O âncora insistiu na possibilidade de Bolsonaro “se descasar” de Guedes. “Bonner, quando nós nos casamos, eu com a minha esposa e você com a sua (Fátima Bernardes), nós juramos fidelidade eterna, e aconteceu um problema no meio do caminho, e não cabe a ninguém discutir esse assunto.” Bonner e Fátima anunciaram a separação em agosto de 2016, após 26 anos de união.
Mais uma situação embaraçosa aconteceu quando o candidato do PSL foi confrontado a respeito de uma declaração de seu vice na chapa. O General Mourão levantou a possibilidade de intervenção militar em caso de caos nos poderes da República. Bonner quis saber qual seria a solução que os militares iriam “impor ao Brasil, uma democracia”.
“Eu fico com Roberto Marinho, porque ele declarou no dia 7 de outubro de 1984, vou repetir aqui”, disse Bolsonaro. “O senhor vai repetir?”, indagou Bonner, incrédulo, referindo-se a um comentário do candidato feito durante sabatina na GloboNews, no dia 3 deste mês, sobre o apoio do fundador do Grupo Globo, morto em 2003, ao regime militar.
“Vou repetir: ‘Participamos da revolução democrática de 1964, identificados com os anseios nacionais de preservação das instituições democráticas, ameaçadas pela radicalização ideológica, distúrbios sociais, greves e corrupção generalizada’. Repito a pergunta aqui: ‘Roberto Marinho foi um ditador ou um democrata?’”
“Já houve editorial sobre isso, o senhor certamente está informado. Nós vamos encerrar agora por causa do tempo”, disse o apresentador, antes de pedir ao entrevistado as considerações finais em 1 minuto.
Após concluir, Bolsonaro teve a intenção de cumprimentar Bonner e Renata, mas o aperto de mão não aconteceu – pelo menos aos olhos do telespectador. Bonner voltou-se à câmera para chamar o intervalo. Sua colega de bancada não foi mais mostrada naquele bloco.

------------------------------------------------------------

Instrução da tarefa 1
No trecho sobre a entrevista de Bolsonaro, quando Bonner e Fátima Bernardes anunciaram a separação?
Instrução da tarefa 2
Devolva, do trecho sobre a entrevista de Bolsonaro, tudo o que vai de "Mais uma situação" até "ao regime militar.".
Instrução da tarefa 3
Retome o trecho sobre a entrevista de Bolsonaro no Jornal Nacional a partir do ponto em que ele termina.
Os itens que vêm a seguir constituem material separado do trecho.

------------------------------------------------------------

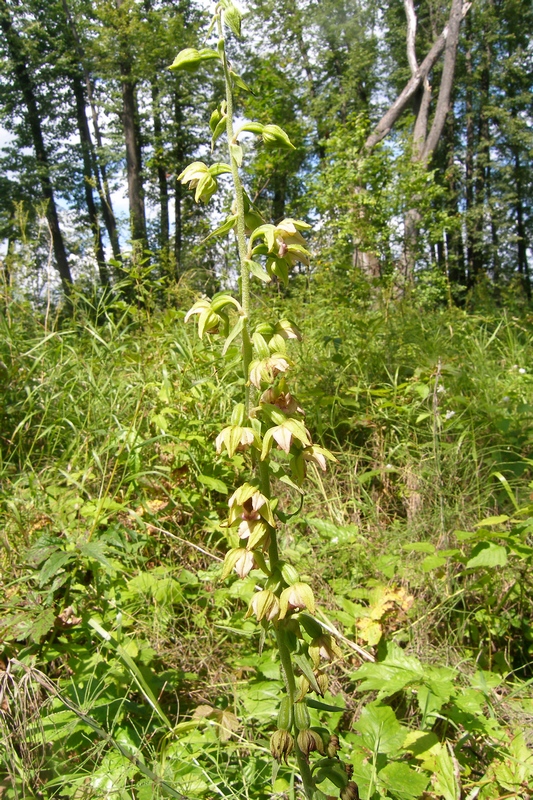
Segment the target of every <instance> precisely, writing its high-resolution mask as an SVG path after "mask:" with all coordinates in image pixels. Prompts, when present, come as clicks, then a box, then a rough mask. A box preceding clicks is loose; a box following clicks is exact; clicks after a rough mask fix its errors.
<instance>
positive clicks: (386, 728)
mask: <svg viewBox="0 0 533 800" xmlns="http://www.w3.org/2000/svg"><path fill="white" fill-rule="evenodd" d="M354 728H355V730H357V731H359V733H360V734H361V740H362V743H363V744H364V746H365V747H367V748H368V749H369V750H371V751H372V752H373V753H387V754H391V753H397V752H398V750H399V749H400V748H401V746H402V744H403V742H404V739H405V733H406V731H405V728H403V727H402V726H401V725H400V723H399V722H398V720H397V719H396V714H395V713H394V711H393V710H392V708H389V706H384V705H381V704H380V703H378V702H374V703H369V704H368V705H367V706H365V708H364V709H363V711H362V712H361V716H360V717H359V719H358V720H357V722H356V723H355V725H354Z"/></svg>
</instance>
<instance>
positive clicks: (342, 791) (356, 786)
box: [341, 781, 359, 800]
mask: <svg viewBox="0 0 533 800" xmlns="http://www.w3.org/2000/svg"><path fill="white" fill-rule="evenodd" d="M341 800H359V790H358V789H357V784H356V783H354V782H353V781H349V782H348V785H347V786H345V787H344V789H341Z"/></svg>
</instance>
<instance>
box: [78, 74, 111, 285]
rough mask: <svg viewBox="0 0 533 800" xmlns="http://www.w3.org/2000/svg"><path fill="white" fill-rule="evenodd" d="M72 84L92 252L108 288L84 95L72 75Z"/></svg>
mask: <svg viewBox="0 0 533 800" xmlns="http://www.w3.org/2000/svg"><path fill="white" fill-rule="evenodd" d="M72 84H73V90H74V97H75V100H76V119H77V123H78V133H79V137H80V143H81V152H82V159H83V190H84V193H85V203H86V205H87V212H88V214H89V223H90V226H91V231H92V234H93V241H94V251H95V256H96V263H97V264H98V272H99V275H100V283H101V284H102V286H104V287H107V286H109V272H108V269H107V264H106V259H105V253H104V243H103V240H102V230H101V228H100V221H99V219H98V211H97V208H96V203H95V202H94V196H93V169H92V159H91V134H90V132H89V125H88V123H87V116H86V113H85V93H84V91H83V85H82V83H81V81H80V79H79V76H78V75H73V77H72Z"/></svg>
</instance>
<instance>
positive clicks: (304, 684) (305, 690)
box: [294, 675, 310, 703]
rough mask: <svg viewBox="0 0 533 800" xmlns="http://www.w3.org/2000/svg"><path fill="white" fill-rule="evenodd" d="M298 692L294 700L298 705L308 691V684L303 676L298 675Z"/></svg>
mask: <svg viewBox="0 0 533 800" xmlns="http://www.w3.org/2000/svg"><path fill="white" fill-rule="evenodd" d="M299 682H300V691H299V692H298V694H297V696H296V697H295V698H294V700H295V702H296V703H299V702H300V701H301V700H303V699H304V697H305V695H306V694H307V692H308V691H309V686H310V683H309V681H308V680H307V678H306V677H305V675H300V681H299Z"/></svg>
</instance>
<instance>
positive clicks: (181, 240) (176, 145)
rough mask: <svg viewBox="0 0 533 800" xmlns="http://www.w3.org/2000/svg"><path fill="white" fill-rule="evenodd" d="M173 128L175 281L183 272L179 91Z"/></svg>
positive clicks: (181, 156)
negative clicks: (173, 160)
mask: <svg viewBox="0 0 533 800" xmlns="http://www.w3.org/2000/svg"><path fill="white" fill-rule="evenodd" d="M174 126H175V137H176V138H175V146H174V160H175V165H174V168H175V176H176V177H175V179H174V255H175V259H176V275H175V277H176V280H177V279H178V278H179V277H180V275H181V273H182V271H183V264H182V261H183V215H182V202H183V186H182V184H181V183H180V181H179V180H178V178H177V176H178V175H179V174H180V172H181V171H182V169H183V160H184V157H185V148H184V146H183V108H182V104H181V98H180V94H179V90H178V89H176V91H175V92H174Z"/></svg>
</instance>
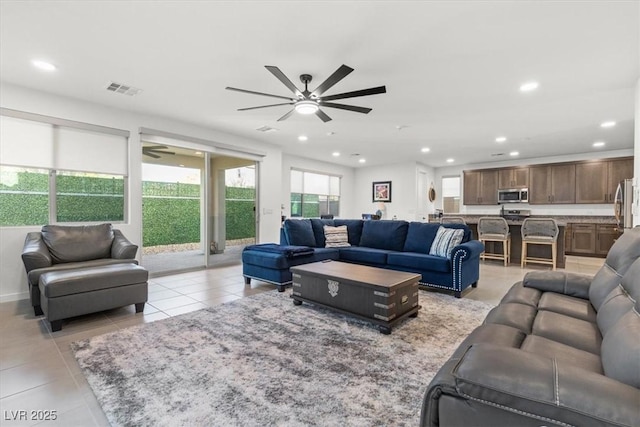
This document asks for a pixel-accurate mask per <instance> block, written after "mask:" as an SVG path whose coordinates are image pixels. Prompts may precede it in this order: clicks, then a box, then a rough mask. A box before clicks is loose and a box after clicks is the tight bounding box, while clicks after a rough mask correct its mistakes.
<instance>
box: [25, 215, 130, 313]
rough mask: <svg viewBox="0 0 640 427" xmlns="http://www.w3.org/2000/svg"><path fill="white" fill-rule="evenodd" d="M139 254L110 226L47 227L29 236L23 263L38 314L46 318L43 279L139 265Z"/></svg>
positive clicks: (55, 225)
mask: <svg viewBox="0 0 640 427" xmlns="http://www.w3.org/2000/svg"><path fill="white" fill-rule="evenodd" d="M137 251H138V246H137V245H134V244H133V243H131V242H130V241H129V240H127V238H126V237H125V236H124V235H123V234H122V232H121V231H120V230H117V229H114V228H113V227H112V225H111V224H99V225H86V226H61V225H45V226H44V227H42V231H40V232H32V233H28V234H27V237H26V239H25V242H24V247H23V249H22V262H23V263H24V267H25V270H26V271H27V284H28V286H29V294H30V297H31V305H32V306H33V309H34V312H35V314H36V315H38V316H39V315H42V314H43V312H42V308H41V302H40V289H39V288H38V283H39V280H40V276H41V275H43V274H45V273H48V272H52V271H62V270H73V269H80V268H87V267H99V266H105V265H111V264H125V263H126V264H132V263H133V264H137V263H138V262H137V261H136V260H135V256H136V253H137Z"/></svg>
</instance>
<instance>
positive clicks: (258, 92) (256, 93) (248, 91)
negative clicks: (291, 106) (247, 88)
mask: <svg viewBox="0 0 640 427" xmlns="http://www.w3.org/2000/svg"><path fill="white" fill-rule="evenodd" d="M225 89H227V90H235V91H236V92H243V93H250V94H252V95H262V96H270V97H272V98H280V99H288V100H289V101H295V99H293V98H289V97H288V96H280V95H272V94H270V93H264V92H256V91H254V90H246V89H238V88H237V87H229V86H227V87H226V88H225Z"/></svg>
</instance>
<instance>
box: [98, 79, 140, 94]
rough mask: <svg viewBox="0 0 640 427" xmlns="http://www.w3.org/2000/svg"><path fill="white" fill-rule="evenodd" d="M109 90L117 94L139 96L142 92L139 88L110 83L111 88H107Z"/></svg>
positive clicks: (108, 86) (110, 82)
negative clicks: (117, 93)
mask: <svg viewBox="0 0 640 427" xmlns="http://www.w3.org/2000/svg"><path fill="white" fill-rule="evenodd" d="M107 90H108V91H110V92H115V93H122V94H124V95H129V96H133V95H137V94H139V93H140V92H142V89H138V88H137V87H133V86H128V85H123V84H122V83H115V82H110V83H109V86H107Z"/></svg>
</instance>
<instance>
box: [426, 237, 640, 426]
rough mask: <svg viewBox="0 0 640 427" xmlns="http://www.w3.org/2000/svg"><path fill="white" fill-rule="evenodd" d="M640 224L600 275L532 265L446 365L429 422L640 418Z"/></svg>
mask: <svg viewBox="0 0 640 427" xmlns="http://www.w3.org/2000/svg"><path fill="white" fill-rule="evenodd" d="M639 313H640V228H638V227H636V228H635V229H632V230H629V231H626V232H625V233H624V234H623V235H622V236H621V237H620V238H619V239H618V241H617V242H616V243H615V244H614V245H613V247H612V248H611V250H610V251H609V254H608V255H607V259H606V262H605V265H604V266H603V267H602V268H601V269H600V271H598V273H597V274H596V275H595V276H593V277H589V276H585V275H579V274H574V273H567V272H560V271H544V272H541V271H538V272H531V273H528V274H527V275H526V276H525V277H524V280H523V281H522V282H518V283H516V284H515V285H514V286H513V287H512V288H511V289H510V290H509V292H508V293H507V294H506V295H505V297H504V298H503V299H502V301H501V303H500V304H499V305H498V306H497V307H495V308H494V309H493V310H492V311H491V312H490V313H489V314H488V315H487V317H486V319H485V322H484V324H483V325H481V326H480V327H478V328H477V329H475V330H474V331H473V332H472V333H471V334H470V335H469V336H468V337H467V338H466V339H465V340H464V341H463V342H462V343H461V345H460V346H459V347H458V349H457V350H456V351H455V353H454V354H453V355H452V356H451V358H450V359H449V360H448V361H447V362H446V363H445V364H444V366H442V368H441V369H440V370H439V371H438V373H437V374H436V376H435V377H434V378H433V380H432V381H431V383H430V385H429V387H428V388H427V391H426V393H425V397H424V402H423V408H422V414H421V422H420V424H421V425H422V426H542V425H545V426H551V425H562V426H640V314H639Z"/></svg>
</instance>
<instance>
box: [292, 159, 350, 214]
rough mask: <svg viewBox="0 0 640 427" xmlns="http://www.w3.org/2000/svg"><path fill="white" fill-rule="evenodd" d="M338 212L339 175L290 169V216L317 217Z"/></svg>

------------------------------------------------------------

Resposta do exercício 1
Em agosto de 2016, após 26 anos de união.

Resposta do exercício 2
Mais uma situação embaraçosa aconteceu quando o candidato do PSL foi confrontado a respeito de uma declaração de seu vice na chapa. O General Mourão levantou a possibilidade de intervenção militar em caso de caos nos poderes da República. Bonner quis saber qual seria a solução que os militares iriam “impor ao Brasil, uma democracia”.
“Eu fico com Roberto Marinho, porque ele declarou no dia 7 de outubro de 1984, vou repetir aqui”, disse Bolsonaro. “O senhor vai repetir?”, indagou Bonner, incrédulo, referindo-se a um comentário do candidato feito durante sabatina na GloboNews, no dia 3 deste mês, sobre o apoio do fundador do Grupo Globo, morto em 2003, ao regime militar.

Resposta do exercício 3
Antes do final da edição do JN, William Bonner leu uma nota emitida pela cúpula do Grupo Globo: “O candidato Jair Bolsonaro disse há pouco que Roberto Marinho, identificado com os anseios nacionais de preservação das instituições democráticas, apoiou editorialmente o que chamava então de revolução de 1964. É fato. Não somente O Globo, mas todos os grandes jornais da época. O candidato Bolsonaro esqueceu-se porém de dizer que, em 30 de agosto de 2013, O Globo publicou editorial em que reconheceu que o apoio editorial ao golpe de 1964 foi um erro. Nele, o jornal diz não ter dúvidas de que o apoio pareceu aos que dirigiam o jornal e viveram aquele momento, a atitude certa, visando ao bem do País. E finalizava com essas palavras: ‘À luz da história, contudo, não há por que não reconhecer hoje, explicitamente, que o apoio foi um erro, assim como equivocadas foram outras decisões editoriais do período, que decorreram desse desacerto original. A democracia é um valor absoluto e, quando em risco, ela só pode se salva por si mesma’”.
Um comunicado com o mesmo teor foi ‘soprado’ no ouvido da jornalista Miriam Leitão, por meio do ponto eletrônico, na igualmente tumultuada sabatina de Jair Bolsonaro na GloboNews, no começo de agosto.
Quem esperava que o mais controverso presidenciável desta eleição fosse ser massacrado no Jornal Nacional foi surpreendido pelo senso de oportunidade de Bolsonaro ao usar a Globo contra a Globo para escapar de várias contestações. Os anti-Globo podem dizer que a emissora provou do próprio veneno.
O que se viu, acima de tudo, foi um confronto que reforça o valor do telejornalismo. Mesmo com a força crescente da internet, a televisão continua a exercer influência imensurável numa eleição. É o mais poderoso cabo eleitoral de qualquer candidato.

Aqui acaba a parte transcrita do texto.